[Items listed in a dataset]
○ ○ ○ ○ ○
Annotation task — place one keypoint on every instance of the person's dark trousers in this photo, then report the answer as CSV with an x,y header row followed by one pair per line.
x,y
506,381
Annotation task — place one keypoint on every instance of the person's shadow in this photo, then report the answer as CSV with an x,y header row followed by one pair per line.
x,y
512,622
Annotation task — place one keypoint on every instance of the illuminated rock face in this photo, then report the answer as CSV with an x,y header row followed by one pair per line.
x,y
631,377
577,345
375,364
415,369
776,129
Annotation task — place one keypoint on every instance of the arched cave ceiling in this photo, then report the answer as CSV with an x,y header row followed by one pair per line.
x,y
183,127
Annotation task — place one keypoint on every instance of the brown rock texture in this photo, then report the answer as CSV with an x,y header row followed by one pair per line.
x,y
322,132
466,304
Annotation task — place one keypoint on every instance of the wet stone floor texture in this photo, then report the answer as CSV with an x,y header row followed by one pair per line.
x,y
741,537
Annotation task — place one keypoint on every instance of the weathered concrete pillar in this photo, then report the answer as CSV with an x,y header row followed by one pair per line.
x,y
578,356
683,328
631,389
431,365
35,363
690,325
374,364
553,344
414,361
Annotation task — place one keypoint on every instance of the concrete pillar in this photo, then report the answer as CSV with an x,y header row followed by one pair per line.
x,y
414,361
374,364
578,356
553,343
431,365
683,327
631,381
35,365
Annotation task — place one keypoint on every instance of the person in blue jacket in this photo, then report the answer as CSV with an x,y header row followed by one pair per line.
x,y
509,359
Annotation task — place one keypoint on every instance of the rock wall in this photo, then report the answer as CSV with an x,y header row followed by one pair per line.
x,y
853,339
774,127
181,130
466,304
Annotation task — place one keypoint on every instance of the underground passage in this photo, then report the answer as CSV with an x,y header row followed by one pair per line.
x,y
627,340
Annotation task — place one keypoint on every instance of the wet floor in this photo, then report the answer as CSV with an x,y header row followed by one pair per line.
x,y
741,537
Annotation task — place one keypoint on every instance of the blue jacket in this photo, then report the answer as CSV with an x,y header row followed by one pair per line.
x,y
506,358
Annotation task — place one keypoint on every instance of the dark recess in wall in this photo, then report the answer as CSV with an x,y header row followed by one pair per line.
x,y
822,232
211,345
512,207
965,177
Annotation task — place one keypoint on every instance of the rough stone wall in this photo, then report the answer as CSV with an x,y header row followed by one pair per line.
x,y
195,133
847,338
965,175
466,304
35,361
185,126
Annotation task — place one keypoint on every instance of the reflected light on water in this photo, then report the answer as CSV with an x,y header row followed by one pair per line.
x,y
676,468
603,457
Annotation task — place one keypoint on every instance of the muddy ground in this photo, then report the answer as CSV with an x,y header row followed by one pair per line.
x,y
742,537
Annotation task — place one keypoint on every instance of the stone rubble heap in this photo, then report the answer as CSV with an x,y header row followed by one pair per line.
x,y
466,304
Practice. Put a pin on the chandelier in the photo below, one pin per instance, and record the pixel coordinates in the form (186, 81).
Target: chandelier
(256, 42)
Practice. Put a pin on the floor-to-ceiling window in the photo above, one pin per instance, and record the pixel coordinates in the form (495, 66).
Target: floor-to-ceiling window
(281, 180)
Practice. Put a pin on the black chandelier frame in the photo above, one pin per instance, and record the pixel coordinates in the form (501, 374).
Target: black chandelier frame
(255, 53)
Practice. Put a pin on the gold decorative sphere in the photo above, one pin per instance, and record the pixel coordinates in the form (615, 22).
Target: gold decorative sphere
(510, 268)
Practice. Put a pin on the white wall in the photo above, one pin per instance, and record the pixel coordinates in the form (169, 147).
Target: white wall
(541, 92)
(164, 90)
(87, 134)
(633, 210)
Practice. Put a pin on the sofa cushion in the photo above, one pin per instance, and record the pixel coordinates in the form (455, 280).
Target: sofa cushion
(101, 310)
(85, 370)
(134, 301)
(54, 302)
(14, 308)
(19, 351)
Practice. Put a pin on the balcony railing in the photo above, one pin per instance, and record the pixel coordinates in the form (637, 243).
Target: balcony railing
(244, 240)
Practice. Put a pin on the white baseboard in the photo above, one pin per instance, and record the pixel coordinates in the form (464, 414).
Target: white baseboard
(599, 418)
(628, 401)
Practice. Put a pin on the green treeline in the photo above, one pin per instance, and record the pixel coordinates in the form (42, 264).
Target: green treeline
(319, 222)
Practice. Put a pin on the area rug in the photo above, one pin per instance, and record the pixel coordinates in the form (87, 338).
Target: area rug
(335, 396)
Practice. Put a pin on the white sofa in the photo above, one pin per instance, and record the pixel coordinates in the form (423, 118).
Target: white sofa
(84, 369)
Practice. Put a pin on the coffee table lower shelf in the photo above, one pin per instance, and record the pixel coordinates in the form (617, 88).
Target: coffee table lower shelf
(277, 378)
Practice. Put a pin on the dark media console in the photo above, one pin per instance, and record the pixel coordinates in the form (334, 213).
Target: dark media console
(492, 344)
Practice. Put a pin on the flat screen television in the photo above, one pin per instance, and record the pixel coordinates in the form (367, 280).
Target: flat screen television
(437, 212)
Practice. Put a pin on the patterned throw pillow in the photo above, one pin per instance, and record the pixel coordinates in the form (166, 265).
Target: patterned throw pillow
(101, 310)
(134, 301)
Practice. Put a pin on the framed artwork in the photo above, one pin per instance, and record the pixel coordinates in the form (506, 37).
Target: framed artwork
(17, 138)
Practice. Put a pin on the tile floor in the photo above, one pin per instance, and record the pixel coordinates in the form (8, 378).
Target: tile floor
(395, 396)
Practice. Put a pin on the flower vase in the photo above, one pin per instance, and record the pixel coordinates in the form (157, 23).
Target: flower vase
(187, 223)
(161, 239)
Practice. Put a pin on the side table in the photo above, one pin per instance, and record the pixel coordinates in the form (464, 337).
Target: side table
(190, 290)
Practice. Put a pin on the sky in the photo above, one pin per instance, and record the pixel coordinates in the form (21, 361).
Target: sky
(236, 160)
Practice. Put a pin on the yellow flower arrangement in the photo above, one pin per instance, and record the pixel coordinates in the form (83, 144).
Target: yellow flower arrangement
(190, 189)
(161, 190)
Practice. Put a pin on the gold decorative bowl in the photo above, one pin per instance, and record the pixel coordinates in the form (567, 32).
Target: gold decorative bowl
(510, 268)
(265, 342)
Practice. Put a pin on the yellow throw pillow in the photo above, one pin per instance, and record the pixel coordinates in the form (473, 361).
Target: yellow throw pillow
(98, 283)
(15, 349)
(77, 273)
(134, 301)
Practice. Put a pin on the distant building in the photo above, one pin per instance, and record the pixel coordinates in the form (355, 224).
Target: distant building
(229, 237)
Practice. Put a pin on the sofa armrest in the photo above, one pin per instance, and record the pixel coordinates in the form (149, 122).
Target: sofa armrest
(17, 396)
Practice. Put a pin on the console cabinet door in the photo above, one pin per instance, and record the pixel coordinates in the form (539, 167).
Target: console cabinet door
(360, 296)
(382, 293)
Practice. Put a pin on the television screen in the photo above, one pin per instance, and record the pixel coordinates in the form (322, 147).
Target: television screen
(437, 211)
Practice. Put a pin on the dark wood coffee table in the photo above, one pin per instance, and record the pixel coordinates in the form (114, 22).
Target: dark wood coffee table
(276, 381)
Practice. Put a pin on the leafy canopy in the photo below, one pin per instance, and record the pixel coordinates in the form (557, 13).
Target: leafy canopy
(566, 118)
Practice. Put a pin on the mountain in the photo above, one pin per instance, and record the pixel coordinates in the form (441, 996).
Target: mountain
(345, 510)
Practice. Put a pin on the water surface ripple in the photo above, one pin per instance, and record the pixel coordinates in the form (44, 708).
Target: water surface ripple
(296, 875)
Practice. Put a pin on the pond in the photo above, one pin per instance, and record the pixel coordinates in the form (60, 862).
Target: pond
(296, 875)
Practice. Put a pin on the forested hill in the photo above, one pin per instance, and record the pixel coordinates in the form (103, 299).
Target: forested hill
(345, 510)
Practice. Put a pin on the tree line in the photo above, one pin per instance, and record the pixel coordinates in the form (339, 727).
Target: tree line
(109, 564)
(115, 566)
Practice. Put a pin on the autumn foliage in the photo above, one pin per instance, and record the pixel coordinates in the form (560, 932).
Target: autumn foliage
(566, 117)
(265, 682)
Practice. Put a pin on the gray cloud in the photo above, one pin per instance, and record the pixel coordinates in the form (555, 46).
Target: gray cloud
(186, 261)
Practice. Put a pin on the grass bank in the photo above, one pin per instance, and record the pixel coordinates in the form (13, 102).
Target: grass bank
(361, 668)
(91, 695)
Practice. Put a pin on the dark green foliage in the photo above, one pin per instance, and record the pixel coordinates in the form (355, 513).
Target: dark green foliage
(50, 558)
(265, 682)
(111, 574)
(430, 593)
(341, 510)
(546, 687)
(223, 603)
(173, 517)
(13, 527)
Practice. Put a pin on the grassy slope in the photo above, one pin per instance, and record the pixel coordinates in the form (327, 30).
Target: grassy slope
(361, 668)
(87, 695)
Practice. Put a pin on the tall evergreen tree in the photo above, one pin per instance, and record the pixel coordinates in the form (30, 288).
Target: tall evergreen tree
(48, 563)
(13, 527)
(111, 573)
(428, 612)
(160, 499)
○ ○ ○ ○ ○
Determine how many lines in the data above include the word "below", and state that number only.

» **ANSWER TO THIS EXERCISE**:
2